-- BEGIN DOCUMENT SECTION --
Never even knew about these. Awesome dialogue. I knew John D got promoted and I think Bunky went to Ford. Even with all the gov stuff, imagine of the 6 cylinder ohc was allowed to mature. Well engineered Inline 6 was the main BMW engine for decades. 


Sent from AutoGuide.com Free App


----------



## geeteeohguy (Feb 2, 2008)

JZD was the main thrust behind the OHC-6 in the '60's, and saw the need for a more blanced, european style car. The engine was light and powerful, and the cars with this engine had much less dead weight on the front end, and handled better. But the USA of the '60's was not yet ready to embrace this approach, and it wasn't too popular, when a V8 could be had for about the same cost. JZD was ahead of his time, with the GTO and the Sprint.


----------



## PontiacJim (Dec 29, 2012)

ALKYGTO said:


> Jim, I'll see your SOHC and raise you one, with DOHC Hemi heads!
> 
> I wish they would have made THIS engine......
> 
> ...


AHA! The DOHC on the cover was actually a paper mache model. Very few parts were actually made, but the heads were as well as an aluminum block.

The 1968 Brabham 303CI engine was handbuilt with twin overhead cams and fuel injection. 4 of these were built by Brabham-Repco in Australia on instructions by John Delorean. The engines did not produce as much power as the RA IV engine and no more were built.
-- END DOCUMENT SECTION --
CHALLENGE 1: Quote the region labeling entries from their first line through the line containing "[230,106,300,136]", and leave out the picture.
CHALLENGE 2: Write what comes next in the forum discussion of Pontiac's overhead-cam engines, starting after its final post.
-- BEGIN PROVIDED INFORMATION --
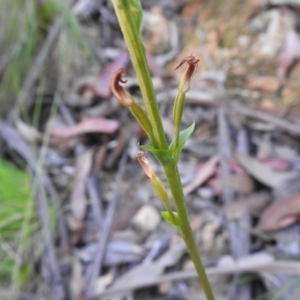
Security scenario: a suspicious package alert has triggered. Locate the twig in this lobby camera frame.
[85,151,127,297]
[198,27,251,300]
[18,16,62,105]
[230,106,300,136]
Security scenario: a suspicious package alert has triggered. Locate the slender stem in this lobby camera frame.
[112,0,214,300]
[112,0,168,149]
[164,164,215,300]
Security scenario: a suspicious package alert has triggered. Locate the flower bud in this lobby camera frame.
[136,151,170,205]
[110,68,134,107]
[136,151,155,179]
[175,55,200,93]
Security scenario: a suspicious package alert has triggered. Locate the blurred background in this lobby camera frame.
-- END PROVIDED INFORMATION --
EXERCISE OUTPUT 1:
Security scenario: a suspicious package alert has triggered. Locate the twig in this lobby camera frame.
[85,151,127,297]
[198,27,251,300]
[18,16,62,105]
[230,106,300,136]

EXERCISE OUTPUT 2:
A 3-valve cylinder head, 1 big intake & 2 small exhaust valves, was produced in 1964. Engineering planned on producing an overhead cam racing engine but corporate shut down the program - probably due to the corporate racing ban.

Here is another insight, the factory Wide Open Throttle upshifts for the RA V with automatic was to be set at 6,300 RPM's. Pontiac "short-shifted" their automatic cars 400 RPM's under the horsepower peak making the the RA V horsepower peak at 6,700-6,800 RPM's.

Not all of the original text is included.